TEXT SEGMENT
= = = = =

December 22, 2011.
Portland > Cove > Union > Hot Lake > Sumpter > Granite
You can take the girl out of the city…
It was about time for another road trip. I planned a loop that would cover over 900 miles, not including side roads to destinations of note, taking me from Portland to some of the remotest parts of Oregon. Not surprisingly, folks weren’t knocking down my door to join me so I loaded up the Scion and took to the road on my own.
I drove east on 84 and didn’t get out of the car until I hit the small city of Union. Located southeast of La Grande, Union had about 2,000 residents at last count and a very short main street lined with a few small businesses, a school, a library and a park. I left my car at the city park and walked to a bench to eat some lunch. A group of young boys were playing football in the grassy field adjacent to my car. The sun shone, ice glistened on the surface of the partly frozen river, and the atmosphere of small town America engulfed me. I shoveled the food down fast; it was awfully cold outside. I was delighted to find a heated public restroom at the park, which I visited before stopping in the library for some information.

= = = = =

Saved entries

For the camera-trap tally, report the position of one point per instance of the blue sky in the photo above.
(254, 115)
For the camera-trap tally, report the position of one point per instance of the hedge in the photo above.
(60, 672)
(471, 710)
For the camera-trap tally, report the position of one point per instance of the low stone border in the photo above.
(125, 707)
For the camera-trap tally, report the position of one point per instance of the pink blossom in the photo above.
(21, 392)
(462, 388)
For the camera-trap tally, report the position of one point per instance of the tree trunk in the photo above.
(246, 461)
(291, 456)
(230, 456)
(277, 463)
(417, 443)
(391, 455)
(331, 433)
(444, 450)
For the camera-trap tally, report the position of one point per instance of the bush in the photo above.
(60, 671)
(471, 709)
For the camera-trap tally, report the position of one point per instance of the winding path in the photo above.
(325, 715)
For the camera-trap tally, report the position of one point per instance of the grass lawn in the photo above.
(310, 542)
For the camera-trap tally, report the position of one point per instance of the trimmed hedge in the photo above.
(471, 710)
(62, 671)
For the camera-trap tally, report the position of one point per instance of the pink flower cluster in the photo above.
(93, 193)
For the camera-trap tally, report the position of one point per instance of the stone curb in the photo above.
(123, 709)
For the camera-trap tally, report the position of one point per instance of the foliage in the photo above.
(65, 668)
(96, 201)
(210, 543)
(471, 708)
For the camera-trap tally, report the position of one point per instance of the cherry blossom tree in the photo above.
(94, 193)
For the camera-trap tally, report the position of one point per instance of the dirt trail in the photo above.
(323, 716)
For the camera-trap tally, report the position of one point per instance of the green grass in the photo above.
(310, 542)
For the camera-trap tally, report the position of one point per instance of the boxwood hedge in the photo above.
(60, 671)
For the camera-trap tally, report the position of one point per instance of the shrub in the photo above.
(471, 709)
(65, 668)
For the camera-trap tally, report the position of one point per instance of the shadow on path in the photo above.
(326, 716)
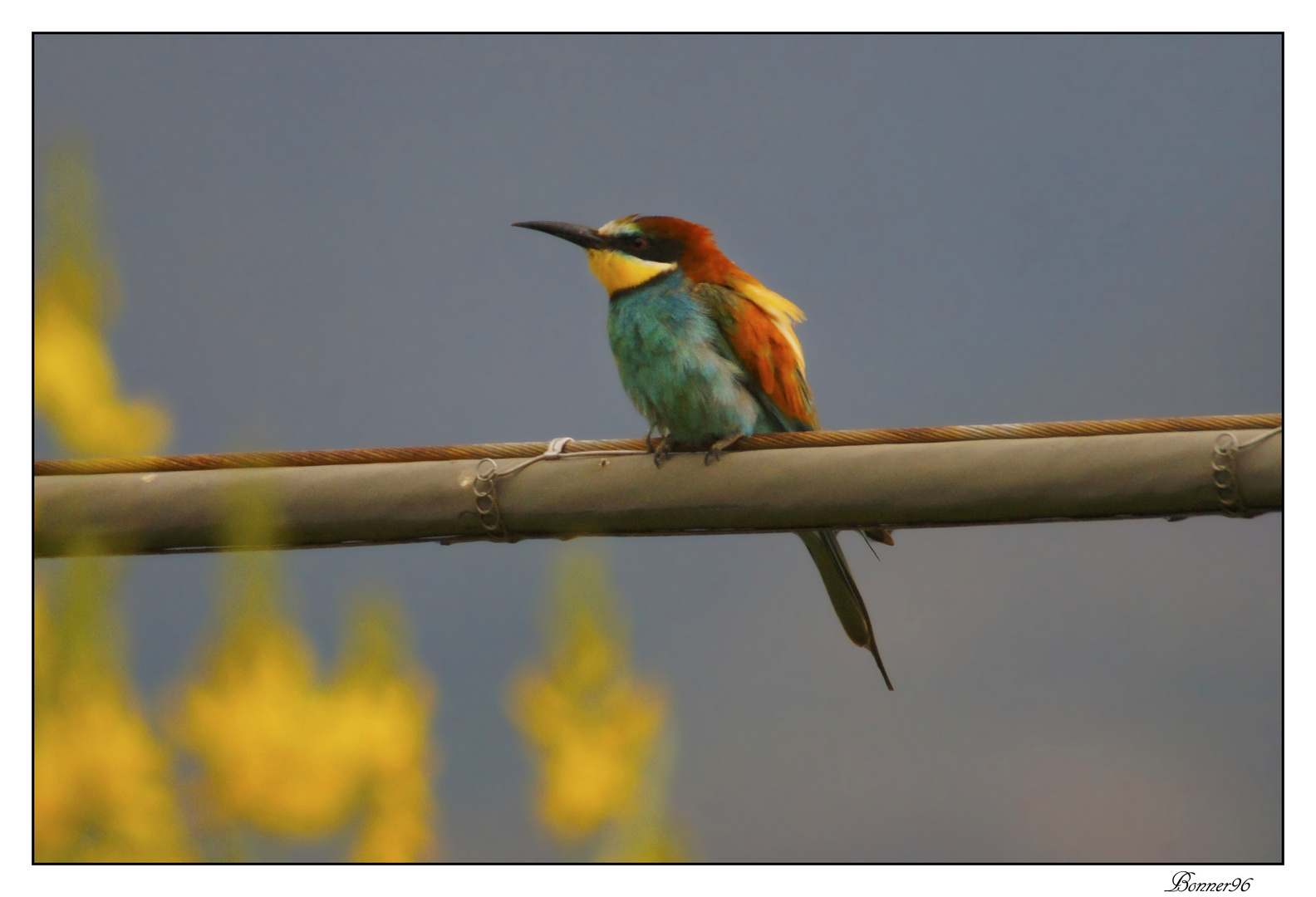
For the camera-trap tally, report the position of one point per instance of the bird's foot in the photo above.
(716, 451)
(660, 451)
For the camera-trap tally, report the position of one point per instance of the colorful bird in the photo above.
(708, 355)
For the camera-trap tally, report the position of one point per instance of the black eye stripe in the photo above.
(655, 249)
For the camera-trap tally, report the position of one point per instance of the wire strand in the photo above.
(811, 439)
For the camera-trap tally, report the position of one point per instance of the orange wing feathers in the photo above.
(772, 360)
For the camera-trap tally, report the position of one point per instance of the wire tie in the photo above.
(486, 484)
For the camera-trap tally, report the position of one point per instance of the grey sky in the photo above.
(315, 252)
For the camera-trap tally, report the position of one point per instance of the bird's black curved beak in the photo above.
(578, 234)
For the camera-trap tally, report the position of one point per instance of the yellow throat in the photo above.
(619, 272)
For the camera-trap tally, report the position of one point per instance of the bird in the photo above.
(708, 355)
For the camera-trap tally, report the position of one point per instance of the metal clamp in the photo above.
(1224, 473)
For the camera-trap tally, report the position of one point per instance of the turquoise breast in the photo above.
(676, 366)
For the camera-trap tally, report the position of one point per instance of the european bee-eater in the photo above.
(708, 355)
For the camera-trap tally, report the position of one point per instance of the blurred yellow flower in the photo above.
(72, 375)
(101, 789)
(592, 725)
(287, 755)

= = = = =

EXPLORE THE MATERIAL
1. Repeat the part of the road trip post starting at "Portland > Cove" and ending at "road on my own.", word for word.
2. According to the road trip post, how many residents did Union have at last count?
3. Translate this sentence from the road trip post into Spanish: "I shoveled the food down fast; it was awfully cold outside."

SOLUTIONS BELOW
1.
Portland > Cove > Union > Hot Lake > Sumpter > Granite
You can take the girl out of the city…
It was about time for another road trip. I planned a loop that would cover over 900 miles, not including side roads to destinations of note, taking me from Portland to some of the remotest parts of Oregon. Not surprisingly, folks weren’t knocking down my door to join me so I loaded up the Scion and took to the road on my own.

2. About 2,000.

3. Me comí la comida muy rápido; hacía muchísimo frío afuera.